• DOCUMENT SECTION
• • • •
Theresa Durand never felt sick, but the Red Cross wanted her Covid antibodies
From the May, 2021 issue
Durand, who co-owns the Mix ladies' boutiques in Nickels Arcade and Ypsilanti, says she donated blood for the first time when "I was seventeen and there was a blood drive in my high school." She's been donating whole blood four times a year ever since.
Lately, though, the Red Cross has been asking her for a different kind of donation: Covid-19 "convalescent plasma." It's a way of sharing antibodies produced by her own immune system to help other patients. Robertson Davenport, a U-M professor of pathology and specialist in blood banking and transfusion medicine, emails that more than 500,000 transfusions of convalescent plasma have been performed nationally since the start of the pandemic.
Since March 2020, the Red Cross's Ann Arbor Donation Center has collected 1,549 units of convalescent plasma according to Todd Kulman, communications director for the American Red Cross Michigan Region.
Durand traces her own encounter with Covid to a buying trip she and her business partner, Bonnie Penet, took in early February 2020.
While they were there, "Bonnie had extreme fatigue and a cough like no other," Durand recalls. She felt fine herself, but when they returned, she insisted Penet "go to urgent care at IHA. They diagnosed her with double pneumonia and sent her home with a prescription for antibiotics. There was no Covid test. They didn't know what Covid was then."
By the time Penet went back two weeks later, they did. Her health unchanged, she was tested and confirmed to have Covid. Penet's husband was also seriously ill, and he tested positive, too.
When Michigan shut down last spring, Durand was at a loss for things to do, so she made an appointment to give blood. The Red Cross tests all donated blood for a variety of infections, including Covid.
"Most docs charge $50 to $100 to do a Covid test," says Kulman. "I encourage people to come to us. We do them for free."
Durand never did develop symptoms, but six weeks after donating,
she got an email informing her that she had high levels of the Covid antibodies in her blood and was eligible to donate convalescent plasma. She wasn't shocked by the news. "I was around Bonnie so much," she says.
• • • •
• DATASET EXTRACT
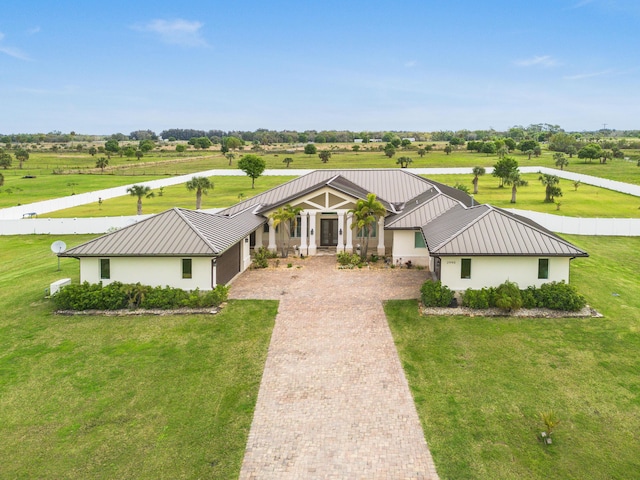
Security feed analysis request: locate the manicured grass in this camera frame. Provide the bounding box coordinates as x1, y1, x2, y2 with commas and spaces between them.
• • • •
• WHAT YOU NEED TO DO
Continue the article above about Theresa Durand's Covid convalescent plasma donations, picking up after its last sentence.

• EXPECTED OUTPUT
Unlike whole-blood donation, plasma donation is a loop: the blood drawn is passed through a machine that separates the plasma from the red cells and platelets, which are then returned to the donor.
After a whole-blood donation, Durand usually revives herself with a packet of Lorna Doone cookies and a juice box. But after donating plasma, "I didn't feel light headed like I did with a regular donation," she says.
The Red Cross has notified her that her plasma has been utilized in hospitals in Chicago, Indiana, and Ohio. But according to an April New York Times article, hospitals are now pulling back from it, after studies found little benefit for severely ill patients.
"The effectiveness of convalescent plasma remains controversial," writes the U-M's Davenport. "I personally, like many other practitioners in the field, have seen individual cases of rapid improvement after transfusion. I have also seen cases where it appeared to have no effect." His reading of the clinical evidence is that it may be beneficial if given early in the infection and in sufficient amounts to patients at high risk of progression to severe disease.
Penet is back at work, though still experiencing lingering heart palpitations and fatigue. In April, Durand was giving her arm a rest, but planned to resume donating this month.